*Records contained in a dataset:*
· · · ·
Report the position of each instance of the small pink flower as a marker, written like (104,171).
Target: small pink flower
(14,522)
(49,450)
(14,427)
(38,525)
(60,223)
· · · ·
*Task directions:* Nothing is to be left out; reproduce each record exactly.

*Response area:*
Report the position of each instance of the small pink flower as a marker, written like (104,171).
Target: small pink flower
(14,522)
(49,450)
(14,427)
(38,525)
(60,223)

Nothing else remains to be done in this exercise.